1 – Il s’agit sans doute de Klinglin, père de madame de Lutzelbourg (G.A.)

 

2 – Voyez les deux lettres suivantes. (G.A.)

 

 

 

 

 

à la duchesse de Saxe-Gotha.

 

A Colmar, 24 Octobre 1754.

 

 

          Madame, j’ai fait partir par les chariots de poste une tragédie. Ces voitures ne sont guère accoutumées à porter des vers français. Que n’ai-je pu venir moi-même mettre à vos pieds ces petits amusements ! Et pourquoi faut-il qu’il n’y ait que mes enfants qui fassent le voyage de Gotha !

 

          Votre altesse sérénissime daigne faire des compliments à ma nièce : elle ressent cette extrême bonté avec la plus respectueuse reconnaissance ; mais malgré tout l’héroïsme de son amitié pour moi, je lui sais mauvais gré d’être venue me consoler à Colmar. Elle y fait le bonheur de ma vie ; mais elle m’empêche d’être à votre cour : elle me fait à la fois beaucoup de bien et beaucoup de mal.

—————

#### Consigne 1
D'après le passage cité, par quel moyen la tragédie a-t-elle été expédiée ?

—————

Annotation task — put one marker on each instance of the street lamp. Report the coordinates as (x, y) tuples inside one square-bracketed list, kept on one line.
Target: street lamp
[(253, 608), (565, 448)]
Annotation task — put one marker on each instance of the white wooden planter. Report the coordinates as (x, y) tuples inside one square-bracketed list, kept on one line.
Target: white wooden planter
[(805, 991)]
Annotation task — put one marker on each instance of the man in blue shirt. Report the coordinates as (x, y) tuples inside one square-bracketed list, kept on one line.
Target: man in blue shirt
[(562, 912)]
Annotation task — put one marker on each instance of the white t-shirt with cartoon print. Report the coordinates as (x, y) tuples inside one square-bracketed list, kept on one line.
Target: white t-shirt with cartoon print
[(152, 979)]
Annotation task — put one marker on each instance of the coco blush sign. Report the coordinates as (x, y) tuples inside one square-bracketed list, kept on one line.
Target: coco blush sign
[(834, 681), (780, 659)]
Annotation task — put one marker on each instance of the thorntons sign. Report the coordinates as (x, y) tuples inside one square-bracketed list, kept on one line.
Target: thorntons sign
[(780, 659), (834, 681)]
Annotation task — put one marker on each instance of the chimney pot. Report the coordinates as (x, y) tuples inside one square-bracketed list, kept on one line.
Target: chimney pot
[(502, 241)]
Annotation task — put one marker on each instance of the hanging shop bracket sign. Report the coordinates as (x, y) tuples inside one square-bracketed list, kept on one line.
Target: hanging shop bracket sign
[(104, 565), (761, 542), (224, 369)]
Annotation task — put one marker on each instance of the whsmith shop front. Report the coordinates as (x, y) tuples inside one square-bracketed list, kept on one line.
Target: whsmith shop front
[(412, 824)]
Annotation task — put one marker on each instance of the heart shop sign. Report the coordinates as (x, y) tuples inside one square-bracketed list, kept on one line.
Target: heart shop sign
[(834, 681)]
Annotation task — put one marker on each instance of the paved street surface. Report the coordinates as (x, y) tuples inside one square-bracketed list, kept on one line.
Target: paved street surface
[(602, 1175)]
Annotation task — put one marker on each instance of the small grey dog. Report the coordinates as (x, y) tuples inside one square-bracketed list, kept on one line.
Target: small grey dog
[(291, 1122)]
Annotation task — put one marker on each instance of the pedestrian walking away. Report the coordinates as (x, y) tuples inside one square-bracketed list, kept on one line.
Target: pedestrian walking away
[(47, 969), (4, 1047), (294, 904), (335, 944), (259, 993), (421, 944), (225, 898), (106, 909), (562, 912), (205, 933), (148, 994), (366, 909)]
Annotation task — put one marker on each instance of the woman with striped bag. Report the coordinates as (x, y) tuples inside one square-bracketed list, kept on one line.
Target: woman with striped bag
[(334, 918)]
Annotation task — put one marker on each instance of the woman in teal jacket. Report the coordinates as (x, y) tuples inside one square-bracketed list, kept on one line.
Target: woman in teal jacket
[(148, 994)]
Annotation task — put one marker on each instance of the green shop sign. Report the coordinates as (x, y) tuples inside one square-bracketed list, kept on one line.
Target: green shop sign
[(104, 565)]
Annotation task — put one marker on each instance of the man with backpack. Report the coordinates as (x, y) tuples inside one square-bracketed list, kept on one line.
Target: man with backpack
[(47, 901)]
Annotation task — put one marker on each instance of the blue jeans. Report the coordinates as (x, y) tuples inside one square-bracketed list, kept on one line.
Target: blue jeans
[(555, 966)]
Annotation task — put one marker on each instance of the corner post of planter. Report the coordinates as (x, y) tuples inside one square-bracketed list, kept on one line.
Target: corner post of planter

—————

#### Consigne 2
Recopiez intégralement les lignes de la liste situées entre la ligne contenant "of the thorntons" et celle contenant "[(834, 681)]", ces deux lignes incluses. Augmentez de 19 chaque coordonnée figurant dans les réponses.

#### Résultat 1
Par les chariots de poste.

#### Résultat 2
Annotation task — put one marker on each instance of the thorntons sign. Report the coordinates as (x, y) tuples inside one square-bracketed list, kept on one line.
Target: thorntons sign
[(799, 678), (853, 700)]
Annotation task — put one marker on each instance of the chimney pot. Report the coordinates as (x, y) tuples inside one square-bracketed list, kept on one line.
Target: chimney pot
[(521, 260)]
Annotation task — put one marker on each instance of the hanging shop bracket sign. Report the coordinates as (x, y) tuples inside one square-bracketed list, kept on one line.
Target: hanging shop bracket sign
[(123, 584), (780, 561), (243, 388)]
Annotation task — put one marker on each instance of the whsmith shop front. Report the coordinates as (x, y) tuples inside one square-bracketed list, kept on one line.
Target: whsmith shop front
[(431, 843)]
Annotation task — put one marker on each instance of the heart shop sign. Report the coordinates as (x, y) tuples inside one square-bracketed list, kept on one line.
Target: heart shop sign
[(853, 700)]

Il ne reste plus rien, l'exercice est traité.